Return each line of the listing below, unchanged, and omit the images.

## start ENTRIES SHOWN

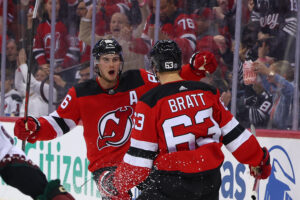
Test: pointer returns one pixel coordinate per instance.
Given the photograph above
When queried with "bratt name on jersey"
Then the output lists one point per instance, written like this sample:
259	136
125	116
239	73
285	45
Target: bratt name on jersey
186	102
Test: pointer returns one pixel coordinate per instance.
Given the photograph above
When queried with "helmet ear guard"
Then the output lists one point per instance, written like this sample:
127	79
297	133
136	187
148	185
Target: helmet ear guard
166	56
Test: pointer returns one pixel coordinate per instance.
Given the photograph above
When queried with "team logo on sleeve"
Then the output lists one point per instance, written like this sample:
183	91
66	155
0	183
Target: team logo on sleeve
114	127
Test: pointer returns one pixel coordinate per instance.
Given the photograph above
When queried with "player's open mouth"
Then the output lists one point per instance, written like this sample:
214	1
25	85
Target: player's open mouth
111	72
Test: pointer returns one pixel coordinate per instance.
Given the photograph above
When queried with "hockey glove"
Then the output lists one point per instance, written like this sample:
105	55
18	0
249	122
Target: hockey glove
263	170
55	191
26	130
203	62
105	184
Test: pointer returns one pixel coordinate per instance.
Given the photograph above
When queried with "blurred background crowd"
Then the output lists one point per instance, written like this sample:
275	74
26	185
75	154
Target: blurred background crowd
264	46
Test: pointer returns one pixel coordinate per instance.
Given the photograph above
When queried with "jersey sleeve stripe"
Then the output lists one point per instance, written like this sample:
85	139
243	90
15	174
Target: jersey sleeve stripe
62	124
233	134
141	153
203	141
239	141
148	146
229	126
139	162
54	124
69	122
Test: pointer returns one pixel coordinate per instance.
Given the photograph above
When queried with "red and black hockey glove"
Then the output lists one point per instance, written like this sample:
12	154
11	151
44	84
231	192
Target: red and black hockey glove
203	62
27	130
105	184
263	170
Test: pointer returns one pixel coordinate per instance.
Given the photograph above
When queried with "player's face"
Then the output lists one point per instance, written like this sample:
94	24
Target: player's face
48	7
109	67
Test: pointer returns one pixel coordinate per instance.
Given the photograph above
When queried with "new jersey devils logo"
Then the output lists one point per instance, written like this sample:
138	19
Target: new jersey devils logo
114	127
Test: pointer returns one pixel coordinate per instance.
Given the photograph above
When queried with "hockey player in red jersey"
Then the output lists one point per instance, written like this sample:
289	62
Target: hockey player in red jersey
105	106
178	132
18	171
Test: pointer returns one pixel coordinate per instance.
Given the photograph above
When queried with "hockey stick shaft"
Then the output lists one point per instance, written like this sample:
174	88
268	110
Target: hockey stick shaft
30	59
256	181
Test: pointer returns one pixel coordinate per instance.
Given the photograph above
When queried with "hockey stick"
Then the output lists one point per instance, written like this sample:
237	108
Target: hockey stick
30	58
256	181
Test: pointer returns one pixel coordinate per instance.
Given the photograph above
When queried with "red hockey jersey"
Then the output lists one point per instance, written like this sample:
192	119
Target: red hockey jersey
106	115
181	126
66	54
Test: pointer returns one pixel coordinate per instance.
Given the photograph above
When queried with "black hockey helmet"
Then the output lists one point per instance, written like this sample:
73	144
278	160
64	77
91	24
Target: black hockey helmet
107	46
166	56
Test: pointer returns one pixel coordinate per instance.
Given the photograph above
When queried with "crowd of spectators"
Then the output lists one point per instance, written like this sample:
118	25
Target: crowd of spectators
267	43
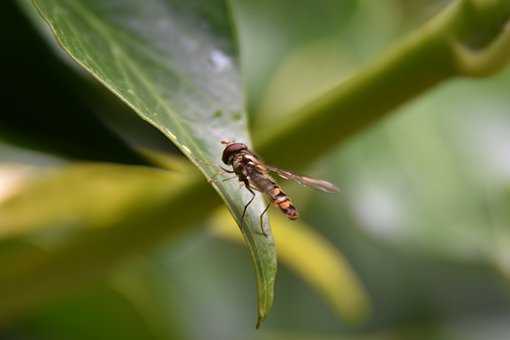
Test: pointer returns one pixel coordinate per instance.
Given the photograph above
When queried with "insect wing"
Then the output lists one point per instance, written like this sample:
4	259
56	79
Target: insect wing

## end ENTRIES SHOWN

### TASK OUTPUT:
Test: pointer returns one pixel coordinate per instance.
Given the photograph above
When queried with "bratt name on jersey"
Then the output lists one point per instance, written like this sample:
259	136
125	116
239	73
285	45
Target: bratt name on jersey
186	102
Test: pointer returns one pixel coordinate per instance.
Given the photograph above
When queried with "helmet ear guard"
Then the output lists one point per instance, written like this sample:
127	79
297	133
136	187
148	185
Target: helmet ear guard
166	56
Test: pointer returns one pixel coordinate per instance.
Given the photograph above
When queried with "team logo on sleeve"
Then the output lists one point per instance, written like this sample:
183	91
66	155
0	183
Target: team logo on sleeve
114	127
Test: pointer returns one pixel coordinate per instance.
Given the photograph above
When queried with "player's open mouth"
Then the output lists one point per instance, written like this sample:
214	1
25	85
Target: player's open mouth
111	72
Test: pointer returns one pixel coordinate per instance.
Given the photograph above
When queried with "hockey glove"
Then the output lists one point per instance, written like this sample:
105	55
18	0
249	122
Target: hockey glove
263	170
55	191
26	130
203	62
105	184
Test: pointer returns one pixel coordinate per instance.
Given the photograph above
When queried with "blurred background crowd"
Then the output lists one point per instance, written like this sample:
275	74
26	185
75	154
Target: blurred background crowd
264	46
Test: pointer returns one pixel coordinate per instance.
Given the photograph above
When queried with "jersey sleeve stripe"
Then the output lists one point per instance, written like this sample:
85	139
243	90
15	174
Target: jersey sleeve stripe
62	124
233	134
141	153
203	141
239	141
148	146
229	126
139	162
54	124
69	122
Test: pointer returns one pixel coordinate per instance.
Given the photograph above
When queried with "red and black hockey glove"
Then the output lists one point per instance, written like this sample:
12	154
11	151
44	84
231	192
Target: red and black hockey glove
203	62
27	130
105	184
263	170
Test: pointer returns one pixel coordinate per instance.
Given the photograph above
When queried with "player's face"
Then the output lists one point per instance, written like this sample:
94	24
Target: player's face
48	7
109	67
Test: pointer returns one pixel coordinate per instance.
Given the photograph above
When queried with "new jersey devils logo"
Then the output lists one point per instance, written like this sample:
138	19
Target: new jersey devils logo
114	127
Test: pointer returns one pixel coordinate per instance.
Given the photograph above
When queried with "hockey player in red jersey"
Then the output lists one point per instance, written like this sample:
289	62
Target: hockey player in red jersey
105	106
178	132
18	171
Test: pointer returns one pixel coordinate per instance.
Given the photograph above
When queried with "hockey stick shaft"
Then the output lists one point per instance, written like this sample:
174	88
268	110
Target: hockey stick shaft
30	59
256	181
Test: pointer returns one pixel coordinate per instance.
Given the photograph above
When queried with "hockey stick"
Then the output lists one point per instance, written like this sample:
237	108
Target: hockey stick
30	58
256	181
Test: pointer returns one pixel coordinate per instance.
Given the photograph above
When queried with "red hockey jersey"
Then the output lists one point per instance, written like this sample:
192	119
Target: red hockey jersey
106	115
181	126
66	54
Test: pointer returns one pixel coordinate per instance.
Given the photograph above
When queried with "black hockey helmet"
Then the output lists one point per instance, written like this sample:
73	144
278	160
64	77
91	24
Target: black hockey helmet
107	46
166	56
Test: pointer returns one pixel coordinate per instance.
Given the photograph above
When queried with "crowd of spectators"
Then the output lists one point per instance, written like this sample:
118	25
Target: crowd of spectators
267	43
Test: pointer returns one pixel coordinate per instance.
Given the photograph above
When queried with "insect wing"
Then the output lists one point per instance, written like this sample:
4	259
56	79
Target: insect wing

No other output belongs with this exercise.